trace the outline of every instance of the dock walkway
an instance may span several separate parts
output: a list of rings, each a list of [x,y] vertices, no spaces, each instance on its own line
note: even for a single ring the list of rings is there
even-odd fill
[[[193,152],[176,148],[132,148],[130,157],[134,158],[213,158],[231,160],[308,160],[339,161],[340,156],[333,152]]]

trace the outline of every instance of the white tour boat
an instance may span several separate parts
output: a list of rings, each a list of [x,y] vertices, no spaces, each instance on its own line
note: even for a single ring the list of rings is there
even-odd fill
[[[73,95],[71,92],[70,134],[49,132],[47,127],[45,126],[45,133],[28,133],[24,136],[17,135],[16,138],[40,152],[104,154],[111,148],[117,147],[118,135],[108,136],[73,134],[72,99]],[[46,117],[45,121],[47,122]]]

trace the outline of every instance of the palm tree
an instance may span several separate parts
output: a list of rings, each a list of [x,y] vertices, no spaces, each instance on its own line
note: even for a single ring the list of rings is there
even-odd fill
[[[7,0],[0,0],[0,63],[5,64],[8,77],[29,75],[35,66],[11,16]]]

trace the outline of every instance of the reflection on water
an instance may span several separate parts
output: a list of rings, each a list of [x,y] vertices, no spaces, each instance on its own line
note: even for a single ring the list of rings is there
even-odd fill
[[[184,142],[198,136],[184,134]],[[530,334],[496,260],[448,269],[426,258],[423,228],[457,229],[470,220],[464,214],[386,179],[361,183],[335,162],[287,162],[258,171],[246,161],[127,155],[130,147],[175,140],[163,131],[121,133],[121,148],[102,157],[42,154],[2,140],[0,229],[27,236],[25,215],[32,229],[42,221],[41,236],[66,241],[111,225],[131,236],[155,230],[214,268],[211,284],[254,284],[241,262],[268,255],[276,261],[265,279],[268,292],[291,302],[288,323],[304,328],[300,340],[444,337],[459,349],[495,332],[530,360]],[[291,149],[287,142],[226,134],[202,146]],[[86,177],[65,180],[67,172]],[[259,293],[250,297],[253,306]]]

> [To do]: Reproduce every entry above, changing each occurrence of "each instance on its own line" to "one instance per line" and keeping everything else identical.

> [Answer to this task]:
trace the outline of every instance of the dock walkway
an instance may span several separate parts
output: a list of rings, each a list of [x,y] vertices, no spaces, one instance per line
note: even for a single ring the list of rings is there
even-odd fill
[[[193,152],[176,148],[132,148],[130,157],[134,158],[213,158],[231,160],[308,160],[339,161],[340,156],[333,152]]]

trace the outline of every instance of the white tour boat
an instance may span several separate parts
output: a list of rings, each a list of [x,y] vertices, no spaces, one instance per line
note: even for a single ring the list of rings is there
even-odd fill
[[[73,95],[71,92],[70,134],[49,132],[47,127],[45,126],[45,133],[28,133],[24,136],[17,135],[16,138],[40,152],[104,154],[111,148],[117,147],[118,135],[108,136],[73,134],[72,99]],[[46,117],[45,121],[47,122]]]

trace the outline of every instance of the palm tree
an instance may span several separate parts
output: a list of rings, each a list of [x,y] vertices, no spaces, one instance per line
note: even for a single ring the list of rings is there
even-odd fill
[[[7,0],[0,0],[0,63],[5,64],[8,77],[29,75],[35,66],[11,16]]]

trace the outline of every instance of the reflection on water
an instance may span several separate parts
output: a list of rings, each a list of [x,y] vertices, no spaces, one instance per line
note: even for a single ring the list of rings is there
even-odd fill
[[[184,142],[198,136],[184,134]],[[530,334],[496,260],[448,269],[426,258],[423,228],[457,229],[470,220],[464,214],[386,179],[361,183],[335,162],[287,162],[258,171],[246,161],[127,155],[130,147],[175,140],[163,131],[121,133],[121,148],[102,157],[42,154],[2,140],[0,229],[27,236],[25,215],[32,229],[42,221],[41,236],[66,241],[111,225],[131,236],[155,230],[214,268],[211,284],[254,284],[241,262],[268,255],[276,261],[265,279],[268,292],[291,302],[288,323],[304,328],[300,340],[444,337],[459,349],[495,332],[530,360]],[[291,149],[287,142],[226,134],[202,146]],[[86,177],[65,180],[67,172]],[[259,293],[250,297],[253,306]]]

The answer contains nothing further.